STATED GOAL: Reproduce, without any change, the part of the listing below that starts with the line containing "Which spot sits on each instance of the hiker in green" and ends with the line containing "x=157 y=358", including both of those lines.

PROVIDED ENTRIES:
## BEGIN

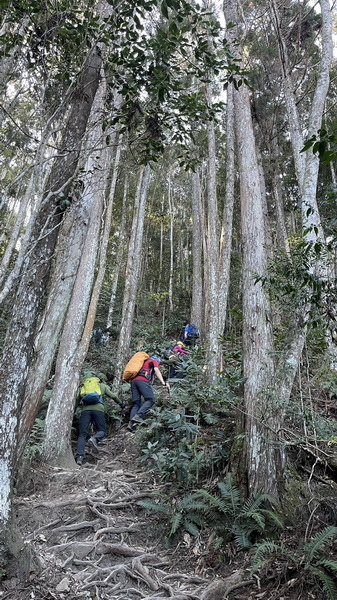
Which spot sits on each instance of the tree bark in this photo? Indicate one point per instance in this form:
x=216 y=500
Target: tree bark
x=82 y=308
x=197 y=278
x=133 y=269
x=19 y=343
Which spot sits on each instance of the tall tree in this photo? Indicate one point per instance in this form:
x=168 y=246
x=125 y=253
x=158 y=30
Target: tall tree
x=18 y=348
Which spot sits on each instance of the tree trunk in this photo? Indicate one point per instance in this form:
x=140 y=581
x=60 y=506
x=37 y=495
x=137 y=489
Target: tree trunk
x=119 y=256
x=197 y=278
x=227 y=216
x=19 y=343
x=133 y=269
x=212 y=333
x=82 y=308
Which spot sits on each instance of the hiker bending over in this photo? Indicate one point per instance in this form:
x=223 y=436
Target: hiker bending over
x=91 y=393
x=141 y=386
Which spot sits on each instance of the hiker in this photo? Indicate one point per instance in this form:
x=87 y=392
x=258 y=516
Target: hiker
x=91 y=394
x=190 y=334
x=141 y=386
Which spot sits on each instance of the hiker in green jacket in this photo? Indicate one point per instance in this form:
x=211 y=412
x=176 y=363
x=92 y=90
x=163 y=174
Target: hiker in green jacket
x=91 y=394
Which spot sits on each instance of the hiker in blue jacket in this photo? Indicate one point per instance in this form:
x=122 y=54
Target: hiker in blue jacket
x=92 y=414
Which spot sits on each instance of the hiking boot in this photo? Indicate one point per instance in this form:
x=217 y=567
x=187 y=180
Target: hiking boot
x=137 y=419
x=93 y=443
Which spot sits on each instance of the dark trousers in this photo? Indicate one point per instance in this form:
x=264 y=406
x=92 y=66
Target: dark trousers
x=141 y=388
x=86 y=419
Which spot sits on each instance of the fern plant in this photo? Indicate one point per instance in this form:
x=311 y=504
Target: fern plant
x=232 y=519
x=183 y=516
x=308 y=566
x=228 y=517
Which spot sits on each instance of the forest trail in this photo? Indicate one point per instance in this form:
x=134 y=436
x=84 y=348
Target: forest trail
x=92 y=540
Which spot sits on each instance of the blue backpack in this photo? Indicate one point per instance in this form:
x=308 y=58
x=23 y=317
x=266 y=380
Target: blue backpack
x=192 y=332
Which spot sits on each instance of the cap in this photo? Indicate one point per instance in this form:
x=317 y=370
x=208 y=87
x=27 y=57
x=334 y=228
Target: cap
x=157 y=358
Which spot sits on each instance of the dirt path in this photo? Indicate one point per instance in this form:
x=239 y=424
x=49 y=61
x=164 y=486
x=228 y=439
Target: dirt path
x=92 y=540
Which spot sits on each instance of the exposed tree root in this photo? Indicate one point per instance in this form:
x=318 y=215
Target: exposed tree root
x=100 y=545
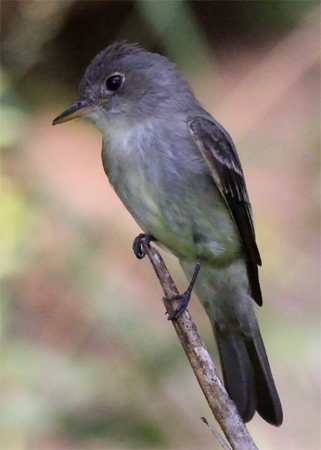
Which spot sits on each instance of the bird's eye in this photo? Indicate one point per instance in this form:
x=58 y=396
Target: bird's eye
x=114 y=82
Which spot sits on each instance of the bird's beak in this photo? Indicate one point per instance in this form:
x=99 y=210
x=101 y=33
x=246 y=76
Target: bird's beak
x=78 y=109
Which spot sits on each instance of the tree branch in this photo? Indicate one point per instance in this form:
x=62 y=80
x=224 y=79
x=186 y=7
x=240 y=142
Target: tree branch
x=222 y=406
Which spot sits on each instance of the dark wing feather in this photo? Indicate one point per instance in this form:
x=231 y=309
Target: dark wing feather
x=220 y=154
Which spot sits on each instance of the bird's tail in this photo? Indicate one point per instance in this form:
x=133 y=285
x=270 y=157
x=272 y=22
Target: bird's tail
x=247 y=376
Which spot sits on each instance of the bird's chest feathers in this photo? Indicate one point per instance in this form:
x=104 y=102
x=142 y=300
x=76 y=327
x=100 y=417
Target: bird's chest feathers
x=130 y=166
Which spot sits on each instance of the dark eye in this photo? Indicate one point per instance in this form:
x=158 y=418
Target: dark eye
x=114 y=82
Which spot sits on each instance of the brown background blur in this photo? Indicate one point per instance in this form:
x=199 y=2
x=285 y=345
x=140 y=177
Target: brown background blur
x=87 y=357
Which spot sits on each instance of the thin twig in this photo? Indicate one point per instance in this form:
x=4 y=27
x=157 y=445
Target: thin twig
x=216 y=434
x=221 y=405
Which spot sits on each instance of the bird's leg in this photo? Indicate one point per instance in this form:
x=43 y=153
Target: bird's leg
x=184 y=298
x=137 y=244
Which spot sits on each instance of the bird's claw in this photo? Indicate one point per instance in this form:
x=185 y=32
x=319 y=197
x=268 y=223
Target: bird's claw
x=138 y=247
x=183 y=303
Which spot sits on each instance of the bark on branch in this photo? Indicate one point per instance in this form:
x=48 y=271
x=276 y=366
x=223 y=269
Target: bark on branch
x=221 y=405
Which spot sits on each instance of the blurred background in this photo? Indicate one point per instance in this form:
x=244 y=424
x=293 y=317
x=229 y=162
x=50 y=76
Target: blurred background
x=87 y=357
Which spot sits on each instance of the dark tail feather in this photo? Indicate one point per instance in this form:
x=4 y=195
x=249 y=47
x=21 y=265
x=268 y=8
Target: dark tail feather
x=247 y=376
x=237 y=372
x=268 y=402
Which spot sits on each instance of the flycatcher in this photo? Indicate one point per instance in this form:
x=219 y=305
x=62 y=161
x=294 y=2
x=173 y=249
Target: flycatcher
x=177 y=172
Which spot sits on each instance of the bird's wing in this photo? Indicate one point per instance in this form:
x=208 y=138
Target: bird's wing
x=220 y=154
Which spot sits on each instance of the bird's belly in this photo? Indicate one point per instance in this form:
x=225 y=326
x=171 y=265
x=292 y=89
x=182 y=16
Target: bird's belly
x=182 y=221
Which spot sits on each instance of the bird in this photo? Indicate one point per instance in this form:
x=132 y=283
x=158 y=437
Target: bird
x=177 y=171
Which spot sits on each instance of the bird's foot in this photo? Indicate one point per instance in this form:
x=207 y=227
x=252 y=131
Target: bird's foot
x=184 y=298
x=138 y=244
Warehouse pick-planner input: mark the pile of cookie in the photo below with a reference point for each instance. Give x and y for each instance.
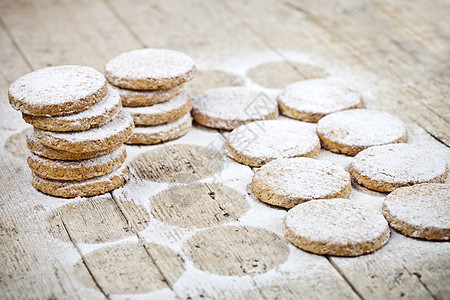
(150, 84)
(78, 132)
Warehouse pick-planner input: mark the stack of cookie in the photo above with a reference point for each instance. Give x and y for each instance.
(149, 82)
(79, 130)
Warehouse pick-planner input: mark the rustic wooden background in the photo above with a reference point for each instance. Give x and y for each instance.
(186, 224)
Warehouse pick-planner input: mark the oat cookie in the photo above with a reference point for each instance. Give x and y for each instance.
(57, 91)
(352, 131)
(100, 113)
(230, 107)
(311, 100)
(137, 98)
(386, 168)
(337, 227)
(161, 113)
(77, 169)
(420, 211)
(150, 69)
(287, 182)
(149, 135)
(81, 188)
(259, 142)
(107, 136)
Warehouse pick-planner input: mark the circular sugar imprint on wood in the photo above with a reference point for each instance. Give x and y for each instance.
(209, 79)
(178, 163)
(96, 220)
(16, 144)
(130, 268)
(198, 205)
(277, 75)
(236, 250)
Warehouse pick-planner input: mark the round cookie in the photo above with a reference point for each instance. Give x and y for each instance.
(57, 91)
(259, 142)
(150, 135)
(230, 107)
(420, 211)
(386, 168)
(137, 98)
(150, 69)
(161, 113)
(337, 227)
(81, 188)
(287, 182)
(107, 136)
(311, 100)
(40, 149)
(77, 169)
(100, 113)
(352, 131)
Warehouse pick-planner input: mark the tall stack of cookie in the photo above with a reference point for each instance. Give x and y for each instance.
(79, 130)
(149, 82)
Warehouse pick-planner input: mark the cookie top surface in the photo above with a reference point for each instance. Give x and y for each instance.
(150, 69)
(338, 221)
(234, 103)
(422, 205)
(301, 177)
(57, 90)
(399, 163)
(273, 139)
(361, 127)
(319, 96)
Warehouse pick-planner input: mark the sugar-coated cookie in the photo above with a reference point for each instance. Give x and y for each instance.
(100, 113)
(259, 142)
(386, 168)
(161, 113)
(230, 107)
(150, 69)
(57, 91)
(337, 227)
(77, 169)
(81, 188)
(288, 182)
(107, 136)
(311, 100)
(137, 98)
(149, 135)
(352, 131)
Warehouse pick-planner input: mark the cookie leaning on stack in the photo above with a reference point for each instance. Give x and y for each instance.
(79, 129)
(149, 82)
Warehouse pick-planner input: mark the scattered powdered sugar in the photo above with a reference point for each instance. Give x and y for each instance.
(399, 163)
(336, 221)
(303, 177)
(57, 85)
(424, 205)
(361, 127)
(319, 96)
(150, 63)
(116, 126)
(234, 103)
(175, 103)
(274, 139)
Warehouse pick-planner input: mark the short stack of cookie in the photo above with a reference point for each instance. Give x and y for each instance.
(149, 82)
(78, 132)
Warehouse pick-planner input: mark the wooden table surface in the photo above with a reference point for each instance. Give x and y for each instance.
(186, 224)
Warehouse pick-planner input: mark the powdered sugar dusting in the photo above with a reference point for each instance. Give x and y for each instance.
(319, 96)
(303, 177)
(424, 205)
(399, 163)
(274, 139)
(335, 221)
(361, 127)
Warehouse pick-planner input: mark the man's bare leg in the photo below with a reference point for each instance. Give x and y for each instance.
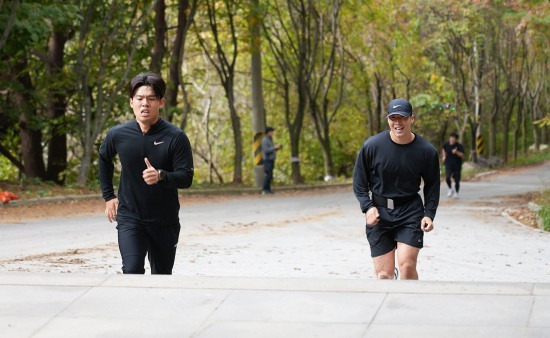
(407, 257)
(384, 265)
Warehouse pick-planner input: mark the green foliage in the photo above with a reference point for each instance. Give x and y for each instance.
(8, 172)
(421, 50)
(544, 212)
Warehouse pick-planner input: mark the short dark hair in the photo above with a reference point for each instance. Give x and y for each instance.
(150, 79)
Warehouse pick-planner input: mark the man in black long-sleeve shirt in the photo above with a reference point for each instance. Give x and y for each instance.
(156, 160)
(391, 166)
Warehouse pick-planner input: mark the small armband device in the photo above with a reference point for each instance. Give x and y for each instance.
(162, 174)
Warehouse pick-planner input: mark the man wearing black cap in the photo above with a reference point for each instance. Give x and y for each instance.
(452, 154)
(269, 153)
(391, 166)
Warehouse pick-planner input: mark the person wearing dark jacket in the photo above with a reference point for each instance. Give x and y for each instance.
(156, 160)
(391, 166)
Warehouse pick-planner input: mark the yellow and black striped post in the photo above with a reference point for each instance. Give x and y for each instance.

## END

REPLY:
Which spot sits on each instance of the hiker in green jacket in this photo? Indicate one point per instance in this form:
x=211 y=412
x=176 y=363
x=92 y=90
x=163 y=174
Target: hiker in green jacket
x=91 y=394
Which spot sits on each instance of the hiker in blue jacket in this photo? Indicate one point per instance in this form:
x=122 y=54
Target: hiker in blue jacket
x=92 y=414
Which spot sits on each instance of the hiking boot in this photo? Indicate one point per instance in this form:
x=217 y=567
x=187 y=180
Target: hiking boot
x=137 y=419
x=93 y=443
Which spot sits on each instance of the dark trousers in this photo? Indicate one point per instance in this form:
x=264 y=406
x=92 y=66
Target: dark trousers
x=141 y=388
x=86 y=419
Which spot sits on each instance of the fern plant in this photo? Indicate one point per instance in this form:
x=311 y=504
Target: fern plant
x=232 y=519
x=183 y=516
x=308 y=566
x=228 y=517
Which spot sits on each instance of the forest trail in this photo? Indicate one point per instance in this form:
x=134 y=436
x=84 y=348
Target: forest trail
x=92 y=540
Which spot sits on each instance of the blue backpack in this photo? Indicate one point per instance in this form:
x=308 y=58
x=23 y=317
x=266 y=380
Target: blue backpack
x=192 y=332
Which spot sits on each instance of the cap in this photo? Indicate one point per instance in this form:
x=317 y=370
x=208 y=87
x=27 y=57
x=334 y=228
Target: cap
x=157 y=358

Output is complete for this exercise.